文档摘录
-------

该排序需要一个叫做pass()的子函数，该函数通过一次扫描，将排序前数组中已经有序的子数组段信息记录在rec[]数组中，然后返回原数组中自然序列的个数。

// 自然归并是归并排序的一个变形，效率更高一些，可以在归并排序非递归实现的基础上进行修改
//对于已经一个已经给定数组a,通常存在多个长度大于1的已经自然排好的子数组段
//因此用一次对数组a的线性扫描就可以找出所有这些排好序的子数组段
//然后再对这些子数组段俩俩合并
//代码的实现如下：
#include<iostream>
using namespace std;
const int SIZE = 100;
int arr[SIZE];
int rec[SIZE];//记录每个子串的起始坐标
//排序数组arr[fir:end]
//合并操作的子函数
void merge(int fir,int end,int mid);
//扫描得到子串的子函数
int pass(int n);
//自然合并函数
void mergeSort3(int n);
/********************************************************************/

void mergeSort3(int n){
    int num=pass(n);
    while(num!=2){
        //num=2说明已经排好序了
        //每循环一次，进行一次pass()操作
        for(int i=0;i<num;i+=2)

-------

数据集记录:
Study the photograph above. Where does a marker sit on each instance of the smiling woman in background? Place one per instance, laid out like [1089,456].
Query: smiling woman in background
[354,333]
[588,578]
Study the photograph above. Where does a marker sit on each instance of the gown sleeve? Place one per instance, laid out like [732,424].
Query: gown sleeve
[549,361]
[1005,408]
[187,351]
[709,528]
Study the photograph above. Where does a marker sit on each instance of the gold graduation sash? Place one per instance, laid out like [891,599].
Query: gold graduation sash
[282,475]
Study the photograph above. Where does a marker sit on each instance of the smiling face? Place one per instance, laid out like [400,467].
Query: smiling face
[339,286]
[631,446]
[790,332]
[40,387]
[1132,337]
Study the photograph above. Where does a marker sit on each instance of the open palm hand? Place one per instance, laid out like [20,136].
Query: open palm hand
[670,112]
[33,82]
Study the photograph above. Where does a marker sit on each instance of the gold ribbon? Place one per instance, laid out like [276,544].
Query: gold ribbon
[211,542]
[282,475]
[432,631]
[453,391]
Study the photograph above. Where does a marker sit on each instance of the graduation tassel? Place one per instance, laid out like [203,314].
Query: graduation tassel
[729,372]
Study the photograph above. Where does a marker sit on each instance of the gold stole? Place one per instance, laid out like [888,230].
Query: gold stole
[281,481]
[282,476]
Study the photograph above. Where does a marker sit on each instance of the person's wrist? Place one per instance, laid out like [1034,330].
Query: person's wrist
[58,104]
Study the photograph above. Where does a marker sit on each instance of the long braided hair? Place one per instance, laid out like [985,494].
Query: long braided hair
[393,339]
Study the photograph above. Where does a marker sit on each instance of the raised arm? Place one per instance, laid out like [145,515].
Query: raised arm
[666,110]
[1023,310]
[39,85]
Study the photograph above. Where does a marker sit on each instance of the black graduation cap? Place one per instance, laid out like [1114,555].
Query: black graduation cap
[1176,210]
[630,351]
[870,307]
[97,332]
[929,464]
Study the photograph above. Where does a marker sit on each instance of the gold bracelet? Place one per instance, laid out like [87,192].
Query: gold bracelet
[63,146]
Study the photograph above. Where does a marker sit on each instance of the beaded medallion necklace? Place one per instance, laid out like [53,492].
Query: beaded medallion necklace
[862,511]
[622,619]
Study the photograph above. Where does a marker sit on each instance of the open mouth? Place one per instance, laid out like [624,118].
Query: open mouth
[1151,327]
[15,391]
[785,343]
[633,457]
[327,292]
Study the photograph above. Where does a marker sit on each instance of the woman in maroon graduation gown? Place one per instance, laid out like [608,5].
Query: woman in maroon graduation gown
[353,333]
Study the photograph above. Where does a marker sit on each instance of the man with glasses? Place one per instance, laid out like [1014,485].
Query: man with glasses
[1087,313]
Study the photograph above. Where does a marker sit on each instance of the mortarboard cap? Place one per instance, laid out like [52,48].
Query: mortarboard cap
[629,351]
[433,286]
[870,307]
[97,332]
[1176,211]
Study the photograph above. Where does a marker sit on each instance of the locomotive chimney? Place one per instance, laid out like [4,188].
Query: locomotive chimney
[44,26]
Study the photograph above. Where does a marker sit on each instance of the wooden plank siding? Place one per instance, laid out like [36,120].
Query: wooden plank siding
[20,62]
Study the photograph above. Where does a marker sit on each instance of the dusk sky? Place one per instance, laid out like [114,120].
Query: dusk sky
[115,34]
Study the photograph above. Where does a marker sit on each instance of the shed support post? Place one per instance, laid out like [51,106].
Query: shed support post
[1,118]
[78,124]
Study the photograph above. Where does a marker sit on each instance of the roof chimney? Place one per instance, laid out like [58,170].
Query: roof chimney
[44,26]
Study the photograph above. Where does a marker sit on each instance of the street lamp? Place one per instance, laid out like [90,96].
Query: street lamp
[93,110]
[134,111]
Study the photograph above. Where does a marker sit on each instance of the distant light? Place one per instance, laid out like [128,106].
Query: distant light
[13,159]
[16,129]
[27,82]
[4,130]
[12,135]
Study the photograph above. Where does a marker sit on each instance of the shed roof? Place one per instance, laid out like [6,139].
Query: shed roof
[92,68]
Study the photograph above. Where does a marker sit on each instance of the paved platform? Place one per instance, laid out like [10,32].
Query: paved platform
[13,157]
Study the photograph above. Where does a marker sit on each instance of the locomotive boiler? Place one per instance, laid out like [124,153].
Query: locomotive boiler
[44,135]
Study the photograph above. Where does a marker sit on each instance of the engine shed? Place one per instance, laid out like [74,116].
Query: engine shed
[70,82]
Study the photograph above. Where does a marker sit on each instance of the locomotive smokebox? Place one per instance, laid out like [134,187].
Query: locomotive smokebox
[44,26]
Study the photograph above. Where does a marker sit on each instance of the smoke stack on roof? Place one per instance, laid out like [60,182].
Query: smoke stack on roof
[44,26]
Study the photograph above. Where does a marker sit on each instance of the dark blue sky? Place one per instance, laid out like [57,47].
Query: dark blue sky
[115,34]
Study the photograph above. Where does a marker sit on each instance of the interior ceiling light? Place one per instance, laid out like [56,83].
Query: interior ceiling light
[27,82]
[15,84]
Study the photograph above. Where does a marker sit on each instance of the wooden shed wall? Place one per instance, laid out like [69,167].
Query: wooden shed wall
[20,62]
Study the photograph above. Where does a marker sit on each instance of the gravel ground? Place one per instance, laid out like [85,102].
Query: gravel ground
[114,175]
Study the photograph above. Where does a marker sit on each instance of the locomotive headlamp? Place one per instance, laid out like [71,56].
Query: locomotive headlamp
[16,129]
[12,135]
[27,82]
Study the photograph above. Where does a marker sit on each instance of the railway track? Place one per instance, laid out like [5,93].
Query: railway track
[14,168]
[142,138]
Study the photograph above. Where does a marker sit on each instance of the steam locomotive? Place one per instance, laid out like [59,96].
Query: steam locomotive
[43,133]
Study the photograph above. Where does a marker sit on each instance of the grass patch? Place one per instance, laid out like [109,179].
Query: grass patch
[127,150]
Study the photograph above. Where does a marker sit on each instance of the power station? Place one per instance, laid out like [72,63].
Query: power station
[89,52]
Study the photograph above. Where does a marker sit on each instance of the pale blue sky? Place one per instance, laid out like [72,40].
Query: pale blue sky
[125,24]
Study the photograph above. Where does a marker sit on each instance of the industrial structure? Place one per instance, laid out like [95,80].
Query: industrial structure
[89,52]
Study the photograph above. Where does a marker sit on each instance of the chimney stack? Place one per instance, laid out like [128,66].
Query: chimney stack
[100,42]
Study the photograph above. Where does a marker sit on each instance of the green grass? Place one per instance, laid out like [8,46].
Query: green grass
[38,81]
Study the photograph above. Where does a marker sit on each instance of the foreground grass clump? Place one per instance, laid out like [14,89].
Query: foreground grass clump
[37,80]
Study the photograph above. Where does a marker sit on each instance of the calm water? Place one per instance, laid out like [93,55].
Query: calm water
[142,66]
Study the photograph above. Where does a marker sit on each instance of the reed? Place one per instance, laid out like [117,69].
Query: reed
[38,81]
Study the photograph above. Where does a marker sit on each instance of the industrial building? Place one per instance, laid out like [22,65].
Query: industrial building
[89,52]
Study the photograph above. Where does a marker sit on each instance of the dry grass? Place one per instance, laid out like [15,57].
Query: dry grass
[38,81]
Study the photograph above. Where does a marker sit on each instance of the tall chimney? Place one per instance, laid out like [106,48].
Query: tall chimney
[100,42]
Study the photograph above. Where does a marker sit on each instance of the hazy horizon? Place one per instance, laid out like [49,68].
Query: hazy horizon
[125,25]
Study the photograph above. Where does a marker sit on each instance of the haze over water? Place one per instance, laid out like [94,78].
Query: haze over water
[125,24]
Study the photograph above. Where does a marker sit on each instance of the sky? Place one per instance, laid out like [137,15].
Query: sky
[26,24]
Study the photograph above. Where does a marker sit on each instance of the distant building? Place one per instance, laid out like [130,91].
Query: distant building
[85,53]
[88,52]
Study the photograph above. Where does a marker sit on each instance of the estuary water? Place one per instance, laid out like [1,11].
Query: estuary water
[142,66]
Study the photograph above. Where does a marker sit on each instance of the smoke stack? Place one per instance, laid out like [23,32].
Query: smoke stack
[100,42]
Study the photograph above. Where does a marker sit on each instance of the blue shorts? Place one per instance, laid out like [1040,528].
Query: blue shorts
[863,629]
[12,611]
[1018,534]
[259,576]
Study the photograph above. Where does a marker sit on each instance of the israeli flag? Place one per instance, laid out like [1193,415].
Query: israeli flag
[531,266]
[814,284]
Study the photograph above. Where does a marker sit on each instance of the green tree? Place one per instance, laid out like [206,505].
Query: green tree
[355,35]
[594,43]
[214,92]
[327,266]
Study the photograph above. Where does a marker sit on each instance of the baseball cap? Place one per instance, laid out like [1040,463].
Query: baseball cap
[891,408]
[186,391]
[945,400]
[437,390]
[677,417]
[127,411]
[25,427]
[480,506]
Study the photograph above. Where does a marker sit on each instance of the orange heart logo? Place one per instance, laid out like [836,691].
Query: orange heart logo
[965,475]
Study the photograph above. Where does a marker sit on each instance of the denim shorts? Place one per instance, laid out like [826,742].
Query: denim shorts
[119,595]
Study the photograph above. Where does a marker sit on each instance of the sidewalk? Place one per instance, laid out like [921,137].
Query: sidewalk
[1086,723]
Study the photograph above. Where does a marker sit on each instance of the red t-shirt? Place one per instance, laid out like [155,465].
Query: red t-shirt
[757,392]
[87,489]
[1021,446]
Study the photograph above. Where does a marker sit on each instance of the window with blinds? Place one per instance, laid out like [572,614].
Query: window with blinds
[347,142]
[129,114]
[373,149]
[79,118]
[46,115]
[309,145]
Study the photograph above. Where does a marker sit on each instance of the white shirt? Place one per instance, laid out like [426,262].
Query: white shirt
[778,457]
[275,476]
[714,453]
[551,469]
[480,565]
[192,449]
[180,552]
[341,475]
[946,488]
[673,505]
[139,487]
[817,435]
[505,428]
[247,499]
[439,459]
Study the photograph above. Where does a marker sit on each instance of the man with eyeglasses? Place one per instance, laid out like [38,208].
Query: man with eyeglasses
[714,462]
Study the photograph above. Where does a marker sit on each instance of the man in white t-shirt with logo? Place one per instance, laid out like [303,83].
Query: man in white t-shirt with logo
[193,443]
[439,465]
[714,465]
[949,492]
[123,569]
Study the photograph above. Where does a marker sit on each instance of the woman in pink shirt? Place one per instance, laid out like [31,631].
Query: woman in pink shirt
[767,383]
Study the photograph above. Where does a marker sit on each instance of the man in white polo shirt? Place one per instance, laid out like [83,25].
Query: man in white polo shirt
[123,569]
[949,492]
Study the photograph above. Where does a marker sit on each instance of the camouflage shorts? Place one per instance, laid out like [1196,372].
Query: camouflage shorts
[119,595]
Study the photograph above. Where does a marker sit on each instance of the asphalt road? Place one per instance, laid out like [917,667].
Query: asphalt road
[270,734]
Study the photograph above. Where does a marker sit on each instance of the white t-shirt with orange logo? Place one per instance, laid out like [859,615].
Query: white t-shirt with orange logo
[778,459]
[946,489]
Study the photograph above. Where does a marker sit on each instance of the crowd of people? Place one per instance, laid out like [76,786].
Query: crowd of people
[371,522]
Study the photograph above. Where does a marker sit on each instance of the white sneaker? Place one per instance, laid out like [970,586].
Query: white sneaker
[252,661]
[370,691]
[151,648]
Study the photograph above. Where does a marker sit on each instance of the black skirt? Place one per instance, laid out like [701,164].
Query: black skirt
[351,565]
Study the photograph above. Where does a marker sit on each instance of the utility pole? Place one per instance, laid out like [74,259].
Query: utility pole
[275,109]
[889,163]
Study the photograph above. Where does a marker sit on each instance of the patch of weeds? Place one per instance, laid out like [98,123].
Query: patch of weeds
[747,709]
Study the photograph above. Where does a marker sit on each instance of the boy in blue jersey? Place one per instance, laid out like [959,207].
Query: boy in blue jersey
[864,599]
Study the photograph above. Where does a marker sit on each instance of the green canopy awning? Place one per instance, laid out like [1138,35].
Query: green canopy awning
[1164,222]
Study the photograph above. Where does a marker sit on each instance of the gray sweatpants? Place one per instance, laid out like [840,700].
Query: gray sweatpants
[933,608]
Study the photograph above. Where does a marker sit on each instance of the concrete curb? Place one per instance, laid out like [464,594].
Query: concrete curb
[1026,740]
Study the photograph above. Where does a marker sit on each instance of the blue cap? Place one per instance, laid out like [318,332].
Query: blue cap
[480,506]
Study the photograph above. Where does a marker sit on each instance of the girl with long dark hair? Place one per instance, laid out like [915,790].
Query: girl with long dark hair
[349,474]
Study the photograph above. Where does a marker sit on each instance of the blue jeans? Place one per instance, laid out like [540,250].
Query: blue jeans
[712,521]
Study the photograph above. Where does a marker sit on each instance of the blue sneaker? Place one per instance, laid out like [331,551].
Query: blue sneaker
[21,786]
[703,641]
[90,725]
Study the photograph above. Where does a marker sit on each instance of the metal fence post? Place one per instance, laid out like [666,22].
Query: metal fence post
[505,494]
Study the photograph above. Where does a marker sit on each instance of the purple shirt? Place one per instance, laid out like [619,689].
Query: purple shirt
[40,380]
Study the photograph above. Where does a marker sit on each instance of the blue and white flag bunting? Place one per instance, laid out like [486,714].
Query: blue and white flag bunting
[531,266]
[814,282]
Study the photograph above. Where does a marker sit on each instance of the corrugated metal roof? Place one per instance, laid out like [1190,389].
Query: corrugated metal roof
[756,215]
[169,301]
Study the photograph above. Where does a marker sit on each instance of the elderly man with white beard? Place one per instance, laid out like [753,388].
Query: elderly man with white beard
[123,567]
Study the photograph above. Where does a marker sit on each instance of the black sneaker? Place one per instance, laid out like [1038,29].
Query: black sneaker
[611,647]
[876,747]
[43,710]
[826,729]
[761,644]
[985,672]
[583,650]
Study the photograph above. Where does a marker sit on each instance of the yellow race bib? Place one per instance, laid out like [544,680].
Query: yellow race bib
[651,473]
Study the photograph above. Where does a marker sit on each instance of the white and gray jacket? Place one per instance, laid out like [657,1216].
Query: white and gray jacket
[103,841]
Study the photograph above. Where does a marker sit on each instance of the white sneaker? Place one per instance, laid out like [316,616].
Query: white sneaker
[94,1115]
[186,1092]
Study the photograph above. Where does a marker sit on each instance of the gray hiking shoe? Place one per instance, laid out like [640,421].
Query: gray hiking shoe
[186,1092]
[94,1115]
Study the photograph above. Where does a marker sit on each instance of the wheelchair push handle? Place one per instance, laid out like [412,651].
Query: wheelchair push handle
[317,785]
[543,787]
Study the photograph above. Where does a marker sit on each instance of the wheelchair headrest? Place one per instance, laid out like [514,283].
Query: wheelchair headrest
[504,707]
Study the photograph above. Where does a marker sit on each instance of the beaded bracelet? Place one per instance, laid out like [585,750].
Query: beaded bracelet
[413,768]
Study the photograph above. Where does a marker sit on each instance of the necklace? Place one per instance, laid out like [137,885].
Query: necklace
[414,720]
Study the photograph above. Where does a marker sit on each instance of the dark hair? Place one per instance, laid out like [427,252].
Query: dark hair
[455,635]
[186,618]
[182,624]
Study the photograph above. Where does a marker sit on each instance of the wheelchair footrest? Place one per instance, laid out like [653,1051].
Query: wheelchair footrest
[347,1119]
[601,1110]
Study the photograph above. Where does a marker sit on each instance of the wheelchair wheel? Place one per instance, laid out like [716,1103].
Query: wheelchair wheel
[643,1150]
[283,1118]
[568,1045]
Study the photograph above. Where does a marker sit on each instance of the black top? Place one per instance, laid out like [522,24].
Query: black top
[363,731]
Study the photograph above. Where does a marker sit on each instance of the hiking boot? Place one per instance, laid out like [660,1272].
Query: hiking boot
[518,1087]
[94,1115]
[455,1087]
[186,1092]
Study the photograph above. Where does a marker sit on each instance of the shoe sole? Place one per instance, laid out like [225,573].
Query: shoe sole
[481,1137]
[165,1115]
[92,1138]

-------

练习任务
(1) 请缩放列表中从包含"out like [427,252]."的那一行起直到列表末尾的所有行，并把它们全部重写出来，首尾两行都要包括。只把答案里的坐标数值乘以0.2，再四舍五入取整（恰为0.5时进位），其余文字一律照原样保留。
(2) 请从这段自然归并排序代码说明停下的地方接着往下写。

最终结果
(1)
Study the photograph above. Where does a marker sit on each instance of the dark hair? Place one per instance, laid out like [427,252].
Query: dark hair
[91,127]
[37,124]
[36,125]
Study the photograph above. Where does a marker sit on each instance of the wheelchair footrest? Place one per instance, laid out like [653,1051].
Query: wheelchair footrest
[69,224]
[120,222]
Study the photograph above. Where does a marker sit on each instance of the wheelchair wheel? Place one per instance, laid out like [716,1103].
Query: wheelchair wheel
[129,230]
[57,224]
[114,209]
Study the photograph above. Where does a marker sit on each instance of the black top? Place one per instance, laid out like [522,24].
Query: black top
[73,146]
Study the photograph above. Where does a marker sit on each instance of the hiking boot? Place one per instance, laid out like [660,1272].
Query: hiking boot
[104,217]
[19,223]
[91,217]
[37,218]
Study the photograph above. Where does a marker sit on each instance of the shoe sole? Place one per instance, laid out like [225,573].
Query: shoe sole
[96,227]
[33,223]
[18,228]

(2)
            //坐标解释可参加P23页的图示
            merge(rec[i],rec[i+2]-1,rec[i+1]-1);
        num=pass(n);
    }
}
void merge(int fir,int end,int mid){
    //合并
    int tempArr[SIZE];
    int fir1=fir,fir2=mid+1;
    for(int i=fir;i<=end;i++){
        if(fir1>mid)
            tempArr[i]=arr[fir2++];
        else if(fir2>end)
            tempArr[i]=arr[fir1++];
        else if(arr[fir1]>arr[fir2])
            tempArr[i]=arr[fir2++];
        else 
            tempArr[i]=arr[fir1++];
    }
    for(int i=fir;i<=end;i++)
        arr[i]=tempArr[i];
}
int  pass(int n){
    int num=0;
    int biger=arr[0];
    rec[num++]=0;
    for(int i=1;i<n;i++){
        if(arr[i]>=biger)biger=arr[i];
        else {
            rec[num++]=i;
            biger=arr[i];
        }
    }
    //给rec[]加一个尾巴，方便排序
    rec[num++]=n;
    return num;
}
int main(){
    int n;
    while(cin>>n){
        for(int i=0;i<n;i++)cin>>arr[i];
        //测试mergeSort函数
        /**/mergeSort3(n);
        for(int i=0;i<n;i++)cout<<arr[i]<<" ";
        cout<<endl;

        //测试pass函数
        /*int num = pass(n);
        for(int i=0;i<num;i++)cout<<rec[i]<<" ";
        cout<<endl;*/
    }
    return 0;
}

4.双向自然合并排序优化归并排序算法

这个算法在上一个优化算法的基础上改进的，就是同时记录逆序的子数组，并进行将其转换为升序来处理。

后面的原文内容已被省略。